▸ **Given request 1**
In the essay excerpt, what injury did the writer suffer while skiing?
▸ **Given request 2**
Summarize the essay excerpt in two sentences.
▸ **Given request 3**
According to the essay excerpt, why did the writer not need to negotiate a commute while on crutches?

** start of Document excerpt **

LAST FEBRUARY, I TOOK A TUMBLE WHILE SKIING AND TORE A MUSCLE IN MY LEFT CALF. It wasn’t anything major, but it put me on crutches for a few days. In an instant, I’d gone from being a stereotypically able-bodied individual to someone who needed help not only to get around but also to perform essential tasks.

Suddenly everyday movements I’d taken for granted were significant challenges. A trip from the couch to get a glass of water: an ordeal. Getting in and out of my old-fashioned clawfoot tub: another ordeal. Both my office and my apartment are on the top floors of walk-up buildings. Luckily, my job is flexible and allows me to telework, so I didn’t need to negotiate a commute. Friends and family helped out with meals, as standing to cook was out of the question.


Overall, I was very fortunate: my minor injury healed quickly and didn’t permanently disrupt my life. What it did disrupt was my way of thinking—in a few short days, my eyes were opened to the accessibility and exclusion challenges faced by millions around the globe on a daily basis. With each frustration I encountered, new questions arose: What if I had a job that required me to be onsite? What if I didn’t live near friends and family who were able to bring me food? How would I navigate trips to the grocery store, especially without an elevator in my building? What if I had small children to care for?


During my days on crutches, I experienced what Seattle-based designer, author, and educator Kat Holmes calls a “mismatch” with my environment. In her new book, Mismatch: How Inclusion Shapes Design (MIT Press, 2018), she explores inclusive design, explaining basic concepts that bring into sharp focus the need for accessibility both for people with disabilities and for society as a whole. In short, inclusive design is a methodology in which one designs with people, not for them, Holmes explains. It requires including a diverse set of individuals—of many races, genders, abilities, and socioeconomic backgrounds—in the design process from start to finish to ensure that the widest possible range of people can use, or easily adapt, the end product.

** end of Document excerpt **
** start of Dataset content **

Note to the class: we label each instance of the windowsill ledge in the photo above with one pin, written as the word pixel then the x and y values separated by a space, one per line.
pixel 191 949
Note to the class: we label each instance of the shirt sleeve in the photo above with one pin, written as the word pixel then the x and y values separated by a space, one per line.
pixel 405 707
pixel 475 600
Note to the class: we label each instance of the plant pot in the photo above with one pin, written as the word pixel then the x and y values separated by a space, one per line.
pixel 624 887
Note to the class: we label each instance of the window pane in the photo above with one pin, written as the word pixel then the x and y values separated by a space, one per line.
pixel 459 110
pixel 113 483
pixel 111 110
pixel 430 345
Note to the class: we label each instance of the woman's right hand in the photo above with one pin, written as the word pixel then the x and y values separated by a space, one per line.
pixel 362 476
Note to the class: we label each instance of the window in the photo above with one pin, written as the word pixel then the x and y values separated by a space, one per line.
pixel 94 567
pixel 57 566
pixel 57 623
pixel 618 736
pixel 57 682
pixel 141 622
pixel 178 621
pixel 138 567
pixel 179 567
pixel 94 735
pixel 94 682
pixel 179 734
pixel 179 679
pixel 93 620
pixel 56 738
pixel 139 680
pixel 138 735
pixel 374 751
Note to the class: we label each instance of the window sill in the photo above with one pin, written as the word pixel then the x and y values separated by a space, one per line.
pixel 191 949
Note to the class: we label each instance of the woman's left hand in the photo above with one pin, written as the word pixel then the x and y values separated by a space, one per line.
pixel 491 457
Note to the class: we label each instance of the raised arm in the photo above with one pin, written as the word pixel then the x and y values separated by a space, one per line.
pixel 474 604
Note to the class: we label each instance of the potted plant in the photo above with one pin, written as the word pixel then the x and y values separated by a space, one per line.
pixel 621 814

** end of Dataset content **

▸ **Exercise output 1**
A torn muscle in the left calf.

▸ **Exercise output 2**
A minor skiing injury left the writer on crutches for a few days, turning everyday movements into ordeals and raising questions about the accessibility and exclusion challenges that millions face daily. The writer connects this to Kat Holmes's idea of a "mismatch" with one's environment and her book on inclusive design, a methodology that includes a diverse set of people throughout the design process so the widest possible range of people can use or adapt the end product.

▸ **Exercise output 3**
The writer's job is flexible and allows telework, so there was no need to travel to the office.